Неподалеку от Бреслау мы проехали мимо сотен узников, которые сооружали новые насыпи и расширяли железную дорогу. Это были заключенные тюрем и узники трудовых и концентрационных лагерей: военнопленные из Советского Союза, Польши, Франции и Бельгии, мобилизованные рабочие из Украины и Чехословакии – мужчины и женщины.
Когда поезд медленно полз мимо склада, мы увидели, как заключенные изо всех сил торопятся разгрузить мешки с мукой. Сдерживать презрение больше не было сил. Кто-то из нас запел – но не одну из лагерных песен, которыми мы доказывали самим себе, что еще живы. А другую – могучую песню, объединяющую миллионы. От мелодии, что зазвучала, по телу бежали мурашки, ведь это был настоящий гимн восстания. Ее подхватил весь поезд, вагон за вагоном.
– Вставай, проклятьем заклейменный, весь мир голодных и рабов[81]…
Все громкие протесты охранников заглушались «Интернационалом». Единственной песней, известной всем узникам, единственный гимн, который без труда узнал бы любой прохожий. Сказать, что он нравился нам больше других, нельзя, но он объединял нас и давал надежду.
В глубине склада разгневанный эсэсовец пытался загнать вверенное ему стадо одетых в тюремную робу созданий обратно на работы…
Бреслау запомнился только своими сортировочными станциями: бесконечные поля рельсов, навес из переплетенных силовых кабелей. Оборванные недавней бомбежкой стальные провода болтались у нас над головами.

Сохраненные записи данных:
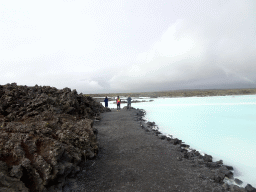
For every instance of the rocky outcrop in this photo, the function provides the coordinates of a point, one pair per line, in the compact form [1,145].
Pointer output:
[45,133]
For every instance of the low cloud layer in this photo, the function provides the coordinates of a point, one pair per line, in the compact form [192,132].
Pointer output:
[125,47]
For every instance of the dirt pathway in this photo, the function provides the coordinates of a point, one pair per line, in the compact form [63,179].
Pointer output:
[131,159]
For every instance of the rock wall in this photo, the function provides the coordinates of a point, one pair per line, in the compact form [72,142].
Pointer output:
[45,133]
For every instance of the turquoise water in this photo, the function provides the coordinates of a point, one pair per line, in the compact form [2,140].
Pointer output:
[221,126]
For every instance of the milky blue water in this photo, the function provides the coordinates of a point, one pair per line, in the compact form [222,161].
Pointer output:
[221,126]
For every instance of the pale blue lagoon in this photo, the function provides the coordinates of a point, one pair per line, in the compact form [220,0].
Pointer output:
[221,126]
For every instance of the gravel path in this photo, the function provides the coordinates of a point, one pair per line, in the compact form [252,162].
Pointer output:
[131,159]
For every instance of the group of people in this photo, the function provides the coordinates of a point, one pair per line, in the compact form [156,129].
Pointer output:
[118,102]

**ЗАДАНИЕ A**
Перепишите фрагмент текста страницы, начиная с «Когда поезд медленно» и заканчивая «и давал надежду.», заменив «поезд» на «состав».
**ЗАДАНИЕ B**
Ответьте по тексту страницы на вопросы:
(i) Из каких стран были военнопленные, строившие насыпи под Бреслау?
(ii) Что разгружали заключенные на складе?
(iii) Чем Бреслау запомнился рассказчику?
**ЗАДАНИЕ C**
Назовите все страны и земли, откуда, согласно тексту страницы, происходили узники, работавшие на железной дороге под Бреслау.
Эти записи никак не связаны с текстом страницы.

**ИТОГОВЫЙ РЕЗУЛЬТАТ A**
Когда состав медленно полз мимо склада, мы увидели, как заключенные изо всех сил торопятся разгрузить мешки с мукой. Сдерживать презрение больше не было сил. Кто-то из нас запел – но не одну из лагерных песен, которыми мы доказывали самим себе, что еще живы. А другую – могучую песню, объединяющую миллионы. От мелодии, что зазвучала, по телу бежали мурашки, ведь это был настоящий гимн восстания. Ее подхватил весь состав, вагон за вагоном.
– Вставай, проклятьем заклейменный, весь мир голодных и рабов[81]…
Все громкие протесты охранников заглушались «Интернационалом». Единственной песней, известной всем узникам, единственный гимн, который без труда узнал бы любой прохожий. Сказать, что он нравился нам больше других, нельзя, но он объединял нас и давал надежду.

**ИТОГОВЫЙ РЕЗУЛЬТАТ B**
(i) Из Советского Союза, Польши, Франции и Бельгии.
(ii) Мешки с мукой.
(iii) Своими сортировочными станциями.

**ИТОГОВЫЙ РЕЗУЛЬТАТ C**
Советский Союз, Польша, Франция, Бельгия, Украина, Чехословакия.